**Action item**
Look at each line below and count those with the word "white"; the answer is that number only.

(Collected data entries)
______________________________

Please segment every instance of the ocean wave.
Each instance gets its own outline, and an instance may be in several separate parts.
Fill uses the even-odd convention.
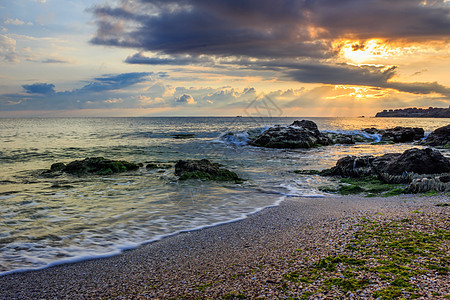
[[[252,137],[264,133],[270,127],[271,126],[264,126],[250,130],[222,133],[217,141],[225,142],[234,146],[245,146],[248,145]]]
[[[375,143],[381,141],[382,135],[379,133],[367,133],[363,130],[323,130],[323,133],[345,134],[345,135],[359,135],[366,139],[373,140]]]

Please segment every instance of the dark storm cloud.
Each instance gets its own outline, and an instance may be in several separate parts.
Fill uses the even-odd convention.
[[[159,58],[159,57],[147,57],[142,53],[136,53],[134,55],[128,56],[125,60],[128,64],[137,65],[190,65],[190,64],[211,64],[213,61],[209,58],[198,58],[198,57],[170,57],[170,58]]]
[[[324,58],[339,37],[450,36],[444,0],[140,0],[93,11],[95,44],[193,57]]]
[[[28,94],[49,95],[55,93],[55,85],[47,83],[24,84],[23,89]]]
[[[450,88],[437,82],[396,82],[396,67],[291,64],[287,76],[304,83],[323,83],[334,85],[361,85],[390,88],[412,94],[441,94],[450,97]]]
[[[92,42],[164,54],[325,57],[312,41],[302,1],[140,1],[137,8],[97,7]],[[138,24],[138,26],[133,26]]]
[[[331,36],[359,39],[447,38],[450,5],[444,0],[310,1],[311,22]]]

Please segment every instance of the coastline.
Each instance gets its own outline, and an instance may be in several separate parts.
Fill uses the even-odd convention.
[[[331,255],[363,217],[448,218],[445,196],[288,198],[247,218],[102,259],[0,277],[0,299],[281,297],[283,275]],[[448,220],[447,220],[448,222]],[[447,224],[448,225],[448,224]],[[294,264],[291,262],[295,261]],[[450,286],[443,287],[450,293]]]

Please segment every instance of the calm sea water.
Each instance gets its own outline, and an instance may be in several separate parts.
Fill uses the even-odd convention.
[[[345,155],[412,147],[277,150],[245,144],[245,130],[296,119],[302,118],[0,119],[0,274],[113,255],[180,231],[244,218],[284,197],[325,196],[317,188],[329,179],[292,171],[329,168]],[[395,126],[422,127],[429,133],[448,124],[445,119],[308,119],[321,130],[347,133]],[[223,140],[222,134],[230,131],[240,134]],[[180,134],[194,137],[175,138]],[[52,163],[93,156],[143,163],[207,158],[247,180],[179,182],[173,168],[111,176],[39,176]]]

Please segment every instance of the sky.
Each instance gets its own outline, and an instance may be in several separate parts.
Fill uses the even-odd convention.
[[[0,0],[0,117],[450,105],[447,0]]]

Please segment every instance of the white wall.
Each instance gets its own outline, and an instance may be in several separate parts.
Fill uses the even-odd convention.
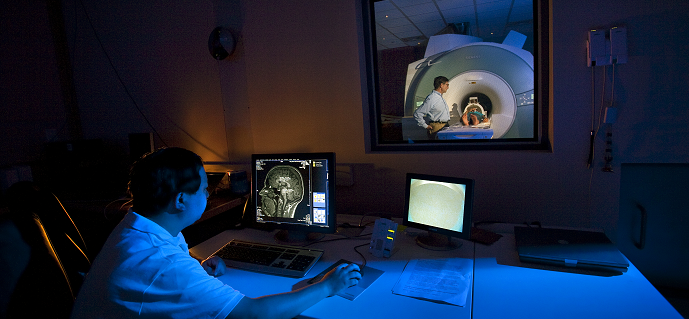
[[[69,26],[73,7],[65,6]],[[355,174],[353,186],[338,188],[341,212],[399,215],[404,175],[440,174],[476,180],[476,221],[600,227],[614,238],[620,163],[689,160],[686,2],[553,4],[552,153],[416,154],[365,151],[354,0],[86,6],[123,80],[168,144],[206,160],[247,164],[252,152],[334,151]],[[122,140],[147,131],[84,23],[78,20],[72,48],[85,134]],[[240,34],[238,51],[220,62],[206,47],[217,25]],[[616,25],[628,28],[630,56],[616,70],[615,172],[603,173],[603,139],[596,143],[595,167],[586,167],[591,69],[585,43],[589,29]],[[603,70],[596,72],[600,84]],[[610,69],[608,74],[609,80]],[[659,121],[648,120],[654,111],[660,111]]]
[[[560,1],[553,4],[556,143],[572,143],[586,154],[590,127],[591,70],[585,66],[586,31],[626,26],[629,61],[616,68],[613,125],[614,173],[600,173],[604,134],[597,140],[591,179],[591,221],[614,228],[619,201],[620,163],[687,162],[689,118],[689,4],[683,1]],[[606,94],[611,92],[608,68]],[[597,82],[603,71],[597,70]],[[596,99],[600,104],[601,89]],[[608,95],[609,96],[609,95]],[[610,98],[606,98],[606,102]],[[653,118],[652,114],[659,114]],[[564,129],[566,132],[561,132]],[[571,137],[570,137],[571,136]],[[576,137],[574,137],[576,136]],[[582,189],[580,191],[586,191]]]
[[[220,68],[208,51],[213,4],[81,3],[63,1],[84,137],[126,150],[129,133],[155,129],[157,147],[226,161]]]
[[[687,105],[687,98],[680,93],[687,86],[687,65],[686,59],[675,60],[688,36],[673,31],[673,26],[686,30],[687,8],[686,3],[642,0],[553,4],[552,153],[367,154],[365,110],[359,108],[355,3],[251,1],[245,17],[251,23],[244,25],[243,58],[250,66],[247,82],[254,149],[332,150],[340,163],[361,164],[355,185],[340,188],[345,195],[339,204],[347,212],[400,213],[404,174],[419,172],[474,178],[478,188],[475,220],[539,220],[614,231],[621,162],[685,162],[689,157],[682,143],[688,126],[687,111],[681,106]],[[591,127],[586,36],[592,28],[620,25],[628,28],[630,57],[616,70],[619,119],[613,126],[614,172],[603,173],[602,138],[596,143],[595,167],[586,165]],[[596,72],[600,84],[604,71]],[[654,87],[664,92],[664,106],[652,102],[659,95]],[[677,114],[662,115],[662,124],[653,123],[646,121],[650,107]]]
[[[68,136],[45,1],[0,3],[0,165],[30,163]]]

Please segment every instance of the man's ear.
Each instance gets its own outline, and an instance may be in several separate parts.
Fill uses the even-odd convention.
[[[184,193],[179,192],[175,196],[175,208],[180,211],[186,209],[186,198],[184,197]]]

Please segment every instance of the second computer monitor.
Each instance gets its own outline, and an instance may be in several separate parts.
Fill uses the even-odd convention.
[[[252,155],[254,223],[284,242],[334,233],[335,153]]]
[[[408,173],[403,224],[428,231],[416,239],[424,248],[455,249],[451,237],[470,239],[473,199],[471,179]]]

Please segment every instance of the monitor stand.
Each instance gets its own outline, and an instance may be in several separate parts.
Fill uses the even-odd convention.
[[[275,240],[286,245],[310,244],[325,237],[322,233],[309,233],[300,230],[281,230],[275,233]]]
[[[446,251],[462,247],[462,243],[452,241],[452,237],[434,232],[427,232],[426,234],[416,236],[416,243],[429,250]]]

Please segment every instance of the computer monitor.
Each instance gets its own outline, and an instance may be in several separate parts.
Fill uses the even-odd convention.
[[[335,153],[254,154],[251,162],[255,226],[280,229],[284,243],[335,232]]]
[[[427,231],[416,238],[421,247],[456,249],[452,237],[471,237],[473,201],[471,179],[407,173],[403,225]]]

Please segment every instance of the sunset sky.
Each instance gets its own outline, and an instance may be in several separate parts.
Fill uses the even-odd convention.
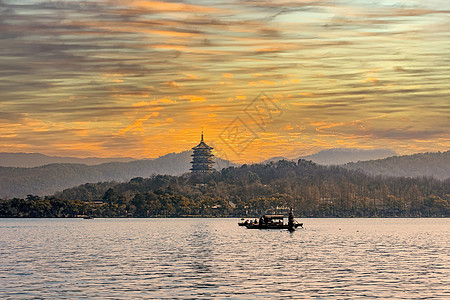
[[[0,0],[0,152],[450,149],[450,1]]]

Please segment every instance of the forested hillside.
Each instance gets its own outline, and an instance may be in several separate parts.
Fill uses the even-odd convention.
[[[84,184],[45,199],[3,201],[0,215],[256,217],[293,206],[299,216],[449,216],[449,201],[450,180],[372,176],[299,160]]]
[[[339,152],[339,151],[338,151]],[[128,181],[154,174],[181,175],[189,171],[191,152],[171,153],[154,160],[84,164],[50,164],[35,168],[0,167],[0,198],[50,195],[84,183]],[[215,168],[236,166],[216,158]],[[344,165],[349,170],[389,176],[450,178],[450,151],[394,156]]]
[[[450,178],[450,151],[418,153],[385,159],[349,163],[349,170],[361,170],[370,174],[388,176]]]
[[[172,153],[154,160],[112,162],[94,166],[50,164],[35,168],[0,167],[0,198],[23,198],[28,194],[50,195],[86,182],[127,181],[153,174],[180,175],[189,171],[191,151]],[[215,168],[231,164],[215,158]]]

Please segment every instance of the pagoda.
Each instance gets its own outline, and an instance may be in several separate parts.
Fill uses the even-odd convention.
[[[192,154],[192,173],[211,173],[214,164],[214,155],[211,153],[213,147],[206,145],[203,141],[203,131],[202,131],[202,140],[200,144],[192,148],[194,150],[194,154]]]

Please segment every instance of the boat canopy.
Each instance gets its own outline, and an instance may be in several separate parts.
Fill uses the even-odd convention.
[[[264,215],[263,217],[266,219],[283,219],[284,215]]]

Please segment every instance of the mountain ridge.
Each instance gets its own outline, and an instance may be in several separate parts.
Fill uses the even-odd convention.
[[[380,159],[394,155],[397,155],[397,152],[390,149],[331,148],[292,159],[286,158],[284,156],[275,156],[263,160],[260,163],[268,164],[271,162],[277,162],[279,160],[297,161],[299,159],[305,159],[310,160],[316,164],[328,166],[344,165],[349,162]]]
[[[184,152],[184,151],[182,151]],[[179,153],[182,153],[179,152]],[[34,168],[55,163],[73,163],[73,164],[84,164],[84,165],[100,165],[109,162],[131,162],[139,160],[155,160],[163,157],[169,157],[171,155],[176,155],[177,153],[167,153],[158,158],[133,158],[133,157],[71,157],[71,156],[49,156],[42,153],[11,153],[2,152],[0,153],[0,166],[2,167],[20,167],[20,168]],[[373,160],[379,158],[385,158],[388,156],[397,155],[395,151],[389,149],[358,149],[358,148],[331,148],[319,151],[306,156],[300,156],[294,159],[289,159],[283,156],[276,156],[264,160],[260,163],[270,163],[277,162],[279,160],[291,160],[297,161],[299,159],[311,160],[318,164],[332,165],[332,164],[345,164],[351,161],[358,160]]]
[[[42,153],[25,152],[2,152],[0,153],[0,166],[34,168],[55,163],[73,163],[84,165],[100,165],[108,162],[130,162],[138,160],[132,157],[71,157],[71,156],[49,156]]]
[[[99,165],[54,163],[32,168],[0,167],[0,198],[50,195],[88,182],[126,181],[153,174],[181,175],[189,172],[192,151],[169,153],[152,160],[108,162]],[[217,158],[215,168],[235,164]]]
[[[450,178],[450,150],[360,161],[345,164],[343,167],[373,175],[396,177],[430,176],[444,180]]]
[[[344,165],[349,162],[381,159],[398,155],[390,149],[358,149],[358,148],[332,148],[319,151],[311,155],[300,156],[320,165]]]

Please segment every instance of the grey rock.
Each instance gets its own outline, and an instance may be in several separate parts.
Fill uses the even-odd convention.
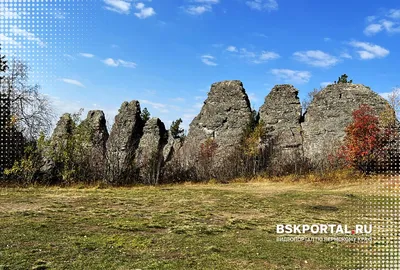
[[[317,161],[324,159],[343,141],[353,111],[362,104],[369,105],[379,116],[388,102],[362,84],[332,84],[315,95],[302,123],[305,156]]]
[[[159,118],[151,118],[146,122],[135,157],[141,182],[158,184],[164,165],[163,148],[167,144],[167,136],[165,125]]]
[[[143,134],[139,101],[124,102],[107,141],[106,181],[127,183],[135,173],[134,158]]]
[[[106,143],[109,137],[104,112],[100,110],[89,111],[78,130],[85,132],[88,137],[86,148],[87,154],[90,156],[89,166],[94,176],[100,177],[106,165]]]
[[[65,141],[69,136],[72,135],[74,130],[74,121],[71,114],[65,113],[58,120],[56,127],[54,128],[53,134],[51,135],[51,142],[56,145]]]
[[[164,146],[163,149],[164,162],[167,163],[170,160],[172,160],[175,156],[175,153],[178,153],[181,147],[182,147],[182,139],[174,138],[171,132],[168,131],[167,144]]]
[[[201,144],[208,138],[218,145],[213,167],[221,167],[243,137],[251,121],[249,98],[241,81],[214,83],[200,113],[193,119],[180,151],[185,166],[195,165]]]
[[[58,120],[50,144],[42,149],[42,165],[39,169],[39,180],[44,182],[58,181],[59,166],[55,158],[62,154],[62,150],[67,146],[68,139],[74,133],[75,123],[71,114],[65,113]]]
[[[298,93],[293,85],[276,85],[260,108],[260,120],[268,137],[274,138],[275,145],[284,151],[302,147],[302,108]]]

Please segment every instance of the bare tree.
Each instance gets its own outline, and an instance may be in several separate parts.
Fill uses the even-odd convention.
[[[396,112],[397,118],[399,118],[400,114],[400,87],[394,87],[393,91],[388,95],[388,101],[390,106]]]
[[[55,116],[49,98],[39,92],[39,85],[30,84],[28,73],[25,63],[12,60],[0,92],[9,101],[11,124],[30,141],[37,139],[42,132],[48,134]]]
[[[307,93],[307,97],[301,102],[301,107],[303,111],[306,111],[311,101],[314,99],[315,95],[318,94],[322,89],[314,88],[311,92]]]

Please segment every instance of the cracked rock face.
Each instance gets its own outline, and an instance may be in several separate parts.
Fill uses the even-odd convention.
[[[283,150],[302,146],[302,109],[298,93],[292,85],[276,85],[260,108],[260,120],[264,122],[268,135],[276,138],[276,146]]]
[[[134,157],[143,134],[139,101],[124,102],[107,141],[107,172],[109,183],[126,182],[134,175]]]
[[[159,118],[151,118],[146,122],[135,158],[142,181],[158,183],[164,164],[163,149],[167,144],[167,136],[165,125]]]
[[[367,104],[379,116],[388,102],[361,84],[332,84],[319,92],[309,105],[302,123],[304,154],[311,160],[324,158],[342,142],[352,113]]]
[[[90,166],[101,175],[105,168],[106,143],[109,137],[106,125],[106,118],[103,111],[89,111],[87,117],[80,124],[89,134],[89,143],[87,145],[90,158]]]
[[[241,81],[212,84],[201,112],[190,124],[182,148],[185,163],[195,163],[201,144],[210,138],[218,145],[215,166],[221,165],[240,143],[250,119],[251,106]]]

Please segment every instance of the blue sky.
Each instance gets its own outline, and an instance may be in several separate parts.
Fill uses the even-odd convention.
[[[123,101],[136,99],[167,126],[181,117],[187,127],[210,85],[222,80],[241,80],[256,109],[276,84],[293,84],[300,98],[343,73],[378,93],[400,85],[400,5],[394,0],[71,5],[48,8],[70,35],[64,34],[63,46],[52,43],[53,80],[38,79],[58,112],[103,109],[113,118]],[[48,25],[41,26],[19,36],[43,47],[38,40],[45,40]]]

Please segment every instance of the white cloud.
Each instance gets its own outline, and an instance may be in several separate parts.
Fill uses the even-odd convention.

______________________________

**Output**
2